[Saved entries]
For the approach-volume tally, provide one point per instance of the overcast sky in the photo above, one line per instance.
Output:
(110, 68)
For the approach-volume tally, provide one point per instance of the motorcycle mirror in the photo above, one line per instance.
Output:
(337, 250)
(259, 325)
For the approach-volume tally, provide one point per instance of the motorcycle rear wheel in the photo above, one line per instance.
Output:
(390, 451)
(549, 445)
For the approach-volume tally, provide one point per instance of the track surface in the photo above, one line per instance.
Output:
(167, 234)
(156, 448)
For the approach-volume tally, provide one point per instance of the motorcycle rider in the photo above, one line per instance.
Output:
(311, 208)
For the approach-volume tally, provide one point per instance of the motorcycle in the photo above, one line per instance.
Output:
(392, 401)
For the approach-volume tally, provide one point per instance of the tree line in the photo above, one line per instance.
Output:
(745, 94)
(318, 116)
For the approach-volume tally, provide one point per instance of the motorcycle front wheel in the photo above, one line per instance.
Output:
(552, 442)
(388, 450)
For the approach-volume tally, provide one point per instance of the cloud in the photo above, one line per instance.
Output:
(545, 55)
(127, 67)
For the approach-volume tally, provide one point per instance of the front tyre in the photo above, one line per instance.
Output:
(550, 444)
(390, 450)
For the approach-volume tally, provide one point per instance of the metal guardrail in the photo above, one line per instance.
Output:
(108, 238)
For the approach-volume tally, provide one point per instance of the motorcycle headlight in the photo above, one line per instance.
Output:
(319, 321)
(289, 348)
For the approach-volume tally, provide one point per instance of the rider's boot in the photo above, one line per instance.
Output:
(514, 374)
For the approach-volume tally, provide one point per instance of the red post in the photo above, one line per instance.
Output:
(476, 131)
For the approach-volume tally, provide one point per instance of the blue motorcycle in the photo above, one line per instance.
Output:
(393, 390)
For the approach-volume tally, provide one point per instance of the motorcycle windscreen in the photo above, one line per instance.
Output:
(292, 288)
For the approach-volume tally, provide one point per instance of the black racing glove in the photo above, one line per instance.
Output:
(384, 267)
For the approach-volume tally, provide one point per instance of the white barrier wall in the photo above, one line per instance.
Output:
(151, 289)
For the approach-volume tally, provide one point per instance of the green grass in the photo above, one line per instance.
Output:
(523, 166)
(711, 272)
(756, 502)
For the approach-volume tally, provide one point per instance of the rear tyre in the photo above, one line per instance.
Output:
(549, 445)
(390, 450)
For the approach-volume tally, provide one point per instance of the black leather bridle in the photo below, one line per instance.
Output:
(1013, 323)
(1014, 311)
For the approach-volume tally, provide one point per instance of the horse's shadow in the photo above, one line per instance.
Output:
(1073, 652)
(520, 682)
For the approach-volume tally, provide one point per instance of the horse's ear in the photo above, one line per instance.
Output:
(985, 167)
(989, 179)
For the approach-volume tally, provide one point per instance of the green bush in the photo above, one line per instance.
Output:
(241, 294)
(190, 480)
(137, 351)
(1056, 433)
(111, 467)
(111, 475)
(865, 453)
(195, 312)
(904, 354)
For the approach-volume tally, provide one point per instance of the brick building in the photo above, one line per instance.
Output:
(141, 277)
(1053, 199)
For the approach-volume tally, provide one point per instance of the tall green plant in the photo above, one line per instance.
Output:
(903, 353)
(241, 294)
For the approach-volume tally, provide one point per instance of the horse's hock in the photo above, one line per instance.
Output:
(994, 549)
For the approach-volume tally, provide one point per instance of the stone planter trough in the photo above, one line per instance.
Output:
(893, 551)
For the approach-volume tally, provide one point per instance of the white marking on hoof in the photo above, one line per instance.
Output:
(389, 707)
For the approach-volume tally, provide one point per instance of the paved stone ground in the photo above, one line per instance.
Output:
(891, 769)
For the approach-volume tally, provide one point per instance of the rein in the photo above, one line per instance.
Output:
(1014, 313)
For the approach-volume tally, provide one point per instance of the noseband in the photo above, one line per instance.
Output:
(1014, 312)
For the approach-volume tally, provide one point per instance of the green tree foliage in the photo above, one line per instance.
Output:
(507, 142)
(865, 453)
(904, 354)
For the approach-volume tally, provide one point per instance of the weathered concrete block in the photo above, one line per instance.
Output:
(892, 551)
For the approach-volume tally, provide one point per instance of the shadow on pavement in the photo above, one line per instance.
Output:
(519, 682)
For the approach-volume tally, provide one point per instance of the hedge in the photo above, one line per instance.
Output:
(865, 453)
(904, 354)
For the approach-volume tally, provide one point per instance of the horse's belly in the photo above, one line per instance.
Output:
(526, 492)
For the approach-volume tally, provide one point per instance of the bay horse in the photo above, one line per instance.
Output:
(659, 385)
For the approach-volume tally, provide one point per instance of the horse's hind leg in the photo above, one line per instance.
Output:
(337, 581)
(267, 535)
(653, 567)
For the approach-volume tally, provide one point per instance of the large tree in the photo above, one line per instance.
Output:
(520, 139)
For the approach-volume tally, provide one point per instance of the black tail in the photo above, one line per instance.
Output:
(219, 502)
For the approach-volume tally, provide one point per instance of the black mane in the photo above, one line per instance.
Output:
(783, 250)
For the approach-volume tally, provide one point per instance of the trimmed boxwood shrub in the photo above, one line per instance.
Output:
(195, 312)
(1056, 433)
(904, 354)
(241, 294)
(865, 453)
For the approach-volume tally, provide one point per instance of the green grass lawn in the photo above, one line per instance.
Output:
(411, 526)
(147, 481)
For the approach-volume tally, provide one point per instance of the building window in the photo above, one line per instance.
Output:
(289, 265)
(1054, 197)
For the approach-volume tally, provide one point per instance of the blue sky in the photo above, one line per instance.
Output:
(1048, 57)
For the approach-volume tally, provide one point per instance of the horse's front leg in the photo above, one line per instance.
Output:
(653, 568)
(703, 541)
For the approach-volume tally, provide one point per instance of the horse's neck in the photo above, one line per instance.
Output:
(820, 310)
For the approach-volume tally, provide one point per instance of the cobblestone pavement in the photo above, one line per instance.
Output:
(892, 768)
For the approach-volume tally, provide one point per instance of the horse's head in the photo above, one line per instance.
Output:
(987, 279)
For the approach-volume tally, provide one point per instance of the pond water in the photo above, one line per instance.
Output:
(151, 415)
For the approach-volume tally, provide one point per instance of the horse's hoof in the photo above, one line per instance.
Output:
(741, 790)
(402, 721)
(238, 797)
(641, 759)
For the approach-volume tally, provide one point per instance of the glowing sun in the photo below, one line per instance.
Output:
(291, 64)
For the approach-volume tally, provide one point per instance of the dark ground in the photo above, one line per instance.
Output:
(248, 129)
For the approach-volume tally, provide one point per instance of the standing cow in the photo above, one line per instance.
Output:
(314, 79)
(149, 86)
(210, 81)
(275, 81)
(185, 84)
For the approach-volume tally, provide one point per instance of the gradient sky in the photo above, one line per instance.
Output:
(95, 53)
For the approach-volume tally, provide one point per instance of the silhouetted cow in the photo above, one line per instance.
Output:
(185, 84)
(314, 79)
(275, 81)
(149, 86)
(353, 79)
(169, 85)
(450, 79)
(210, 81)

■ Work request:
Read the data above and pull out each line that holds the string "motorcycle".

■ Written solution:
For the approach-volume tally, provide one point per instance of the motorcycle mirror in the photo above, one line per instance.
For the approach-volume tally, provide one point per instance of the motorcycle rear wheel in the photo above, one line per instance.
For the approach-volume tally, provide one point per instance of the motorcycle rider in the photo above, one line per instance.
For the approach-volume tally, provide one point per instance of the motorcycle in the photo above, one line per instance.
For the approach-volume tally, provide one point per instance of the motorcycle front wheel in the photo above, one line per instance.
For the approach-volume tally, provide one point per instance of the motorcycle headlight in the photo above, one line per instance.
For the approach-volume tally, provide one point per instance of the blue motorcycle in the photo above, one line per instance.
For the approach-volume tally, provide one point per instance of the motorcycle windscreen in the photo above, one line per instance.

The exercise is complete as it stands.